═════ Vorgelegter Text ═════

"Wer aufmuckt, kommt nach Schwedt"
Die Nationale Volksarmee berief sich auf die Befreiungskriege von 1813 bis 1815 und ließ in ihren Reihen keine Opposition zu







Im Stil des preußischen Militarismus paradierte NVA mit aufgepflanztem Bajonett, Stechschritt und klingendem Spiel über die Straßen. Viele Menschen wendeten sich angewidert von dem Spektakel ab, andere schauten begeistert dem Wachaufzug vor der Neuen Wache Unter den Linden in Berlin zu (Foto unten von 1987).



Die NVA-Uniform lehnte sich an das Feldgrau der Kaiserzeit und andere Vorbilder an, doch in der Werbung zeigte man zu allem entschlossene Soldaten auch in Kampfmontur.



Solang keine Wehrpflicht in der DDR bestand, musste die NVA kräftig für Freiwillige die Werbetrommel rühren.



Die Reservistenmedaille hängt an einem Stück Bandmaß, das für die so genannten Entlassungskandidaten (EK) so etwas wie ein Rettungsanker war.





Bausoldaten waren sofort an den Schulterstücken mit einem eingestickten Sparen zu erkennen, Offiziere hingegen trugen bei Paraden und anderen feierlichen Anlässen silbergestickt Koppel. (Foto/Repros: Caspar)

═════ Gespeicherte Daten ═════

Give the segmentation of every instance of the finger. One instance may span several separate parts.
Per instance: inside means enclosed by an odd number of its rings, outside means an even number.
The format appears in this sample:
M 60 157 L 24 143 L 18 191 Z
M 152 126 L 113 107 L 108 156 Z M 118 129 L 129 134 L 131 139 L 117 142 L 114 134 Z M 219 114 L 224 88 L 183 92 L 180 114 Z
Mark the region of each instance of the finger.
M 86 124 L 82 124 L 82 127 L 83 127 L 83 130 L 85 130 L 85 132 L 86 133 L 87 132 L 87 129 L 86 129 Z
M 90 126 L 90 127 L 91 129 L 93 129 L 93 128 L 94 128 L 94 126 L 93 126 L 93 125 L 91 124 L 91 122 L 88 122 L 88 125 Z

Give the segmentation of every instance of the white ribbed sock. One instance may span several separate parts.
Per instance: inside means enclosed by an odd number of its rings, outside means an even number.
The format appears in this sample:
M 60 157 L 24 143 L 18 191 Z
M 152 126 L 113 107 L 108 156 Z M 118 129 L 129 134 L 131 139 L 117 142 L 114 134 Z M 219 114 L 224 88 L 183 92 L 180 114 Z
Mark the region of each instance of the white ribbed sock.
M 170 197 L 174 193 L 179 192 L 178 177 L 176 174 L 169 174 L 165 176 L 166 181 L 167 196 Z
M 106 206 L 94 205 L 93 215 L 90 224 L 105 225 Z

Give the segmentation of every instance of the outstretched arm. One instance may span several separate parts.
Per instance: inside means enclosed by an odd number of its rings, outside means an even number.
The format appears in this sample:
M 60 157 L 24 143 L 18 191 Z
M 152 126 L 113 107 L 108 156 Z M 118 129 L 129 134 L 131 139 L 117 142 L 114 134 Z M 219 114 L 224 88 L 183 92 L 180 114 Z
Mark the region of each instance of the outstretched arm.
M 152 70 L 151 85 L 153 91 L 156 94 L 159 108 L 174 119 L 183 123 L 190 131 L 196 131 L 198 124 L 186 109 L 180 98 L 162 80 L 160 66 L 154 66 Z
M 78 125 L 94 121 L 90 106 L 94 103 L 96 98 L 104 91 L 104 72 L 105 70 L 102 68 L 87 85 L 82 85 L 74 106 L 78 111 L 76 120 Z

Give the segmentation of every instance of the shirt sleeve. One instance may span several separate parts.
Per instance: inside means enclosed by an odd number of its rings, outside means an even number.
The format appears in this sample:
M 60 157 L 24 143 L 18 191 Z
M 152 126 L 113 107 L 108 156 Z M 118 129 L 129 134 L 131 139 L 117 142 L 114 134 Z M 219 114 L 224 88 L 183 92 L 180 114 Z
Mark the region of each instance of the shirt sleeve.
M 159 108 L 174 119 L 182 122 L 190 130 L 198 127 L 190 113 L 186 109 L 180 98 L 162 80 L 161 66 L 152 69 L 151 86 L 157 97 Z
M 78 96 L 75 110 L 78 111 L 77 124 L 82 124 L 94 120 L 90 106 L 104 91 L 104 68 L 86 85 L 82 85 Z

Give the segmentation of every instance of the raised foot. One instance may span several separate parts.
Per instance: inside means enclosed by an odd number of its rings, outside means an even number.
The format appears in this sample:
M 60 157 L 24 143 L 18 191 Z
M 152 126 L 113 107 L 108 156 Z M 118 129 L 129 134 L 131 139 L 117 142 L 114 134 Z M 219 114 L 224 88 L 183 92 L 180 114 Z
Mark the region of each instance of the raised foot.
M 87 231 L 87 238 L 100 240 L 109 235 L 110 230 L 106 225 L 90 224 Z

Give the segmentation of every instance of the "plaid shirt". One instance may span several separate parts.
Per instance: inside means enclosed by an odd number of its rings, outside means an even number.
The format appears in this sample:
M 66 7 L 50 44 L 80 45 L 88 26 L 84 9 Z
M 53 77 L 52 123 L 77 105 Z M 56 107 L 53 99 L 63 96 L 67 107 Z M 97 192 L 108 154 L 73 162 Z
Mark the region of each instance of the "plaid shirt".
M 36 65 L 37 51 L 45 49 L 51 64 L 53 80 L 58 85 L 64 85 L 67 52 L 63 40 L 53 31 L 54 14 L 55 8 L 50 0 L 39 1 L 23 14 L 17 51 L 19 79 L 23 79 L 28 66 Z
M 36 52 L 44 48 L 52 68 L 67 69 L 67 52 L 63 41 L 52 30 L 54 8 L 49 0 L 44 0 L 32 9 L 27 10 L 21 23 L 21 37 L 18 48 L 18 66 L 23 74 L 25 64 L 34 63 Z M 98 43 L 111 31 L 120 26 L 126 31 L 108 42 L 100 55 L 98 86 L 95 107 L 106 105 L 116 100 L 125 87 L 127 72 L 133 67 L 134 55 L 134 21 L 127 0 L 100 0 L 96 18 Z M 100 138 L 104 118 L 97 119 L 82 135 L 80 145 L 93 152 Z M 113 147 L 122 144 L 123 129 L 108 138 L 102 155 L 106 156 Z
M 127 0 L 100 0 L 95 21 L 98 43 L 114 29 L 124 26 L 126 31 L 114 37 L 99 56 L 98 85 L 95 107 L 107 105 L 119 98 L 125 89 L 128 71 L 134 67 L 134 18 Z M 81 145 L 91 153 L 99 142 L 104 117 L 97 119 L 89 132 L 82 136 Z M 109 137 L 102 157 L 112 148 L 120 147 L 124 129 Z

═════

Aufgaben und Übungen ::
a: Beantworte die folgenden Fragen zum Text über die Nationale Volksarmee:
(i) Auf welche Kriege berief sich die Nationale Volksarmee?
(ii) Vor welchem Gebäude fand der Wachaufzug statt, dem manche Menschen begeistert zuschauten?
(iii) An welche Farbe der Kaiserzeit lehnte sich die NVA-Uniform an?
b: Schreib den Abschnitt aus dem Text über die Nationale Volksarmee, der mit "Die Nationale Volksarmee" beginnt und mit "auch in Kampfmontur." endet, noch einmal ab. Setze dabei "Gleichschritt" an die Stelle von "Stechschritt".

Die Lösungen ::
a:
(i) Auf die Befreiungskriege von 1813 bis 1815.
(ii) Vor der Neuen Wache Unter den Linden in Berlin.
(iii) An das Feldgrau.

b:
Die Nationale Volksarmee berief sich auf die Befreiungskriege von 1813 bis 1815 und ließ in ihren Reihen keine Opposition zu







Im Stil des preußischen Militarismus paradierte NVA mit aufgepflanztem Bajonett, Gleichschritt und klingendem Spiel über die Straßen. Viele Menschen wendeten sich angewidert von dem Spektakel ab, andere schauten begeistert dem Wachaufzug vor der Neuen Wache Unter den Linden in Berlin zu (Foto unten von 1987).



Die NVA-Uniform lehnte sich an das Feldgrau der Kaiserzeit und andere Vorbilder an, doch in der Werbung zeigte man zu allem entschlossene Soldaten auch in Kampfmontur.